» Assigned task
From start to end of the material below, restate each line exactly.

________

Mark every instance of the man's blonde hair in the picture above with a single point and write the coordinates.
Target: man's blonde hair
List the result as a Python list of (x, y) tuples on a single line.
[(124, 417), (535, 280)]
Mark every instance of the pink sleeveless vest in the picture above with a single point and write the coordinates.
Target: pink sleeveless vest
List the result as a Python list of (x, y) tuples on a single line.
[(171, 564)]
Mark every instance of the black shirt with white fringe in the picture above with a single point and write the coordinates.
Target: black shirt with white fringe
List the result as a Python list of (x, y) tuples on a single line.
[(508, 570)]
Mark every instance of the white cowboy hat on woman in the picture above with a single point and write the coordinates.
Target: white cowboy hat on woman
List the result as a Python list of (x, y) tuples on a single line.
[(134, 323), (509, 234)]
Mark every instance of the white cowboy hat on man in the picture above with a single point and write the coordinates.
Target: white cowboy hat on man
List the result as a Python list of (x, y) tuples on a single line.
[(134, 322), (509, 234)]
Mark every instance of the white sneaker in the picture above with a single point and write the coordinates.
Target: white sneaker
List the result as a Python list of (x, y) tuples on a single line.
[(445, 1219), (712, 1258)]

________

» Exercise response
Mark every instance of the man's blonde hair in the picture above with a single point and write the coordinates.
Target: man's blonde hair
List the result as a Python list of (x, y) tuples on a single line.
[(124, 417), (535, 280)]
Mark every instance of the pink sleeveless vest in the picture above with a single point and write the coordinates.
Target: pink sleeveless vest
List the result as a Python list of (x, y) tuples on a single line.
[(171, 564)]
Mark every instance of the black shirt with white fringe in the picture above with a single point and write the coordinates.
Target: black shirt with white fringe
List the result as a Python list of (x, y) tuples on a single line.
[(508, 570)]
Mark every instance of the white cowboy hat on woman in the picture above with a single point and write the coordinates.
Target: white cowboy hat on woman
List the result as a Python list of (x, y) tuples on a single line.
[(134, 323), (509, 234)]
Mark every instance of the white cowboy hat on man in the picture above with a single point and write the coordinates.
Target: white cowboy hat on man
List the result as a Python list of (x, y) tuples on a single line.
[(134, 322), (509, 234)]
Mark every instance of the white sneaker in the picture above with a single point and write the coordinates.
Target: white sneaker
List the result as a Python list of (x, y) tuples on a single line.
[(445, 1219), (712, 1258)]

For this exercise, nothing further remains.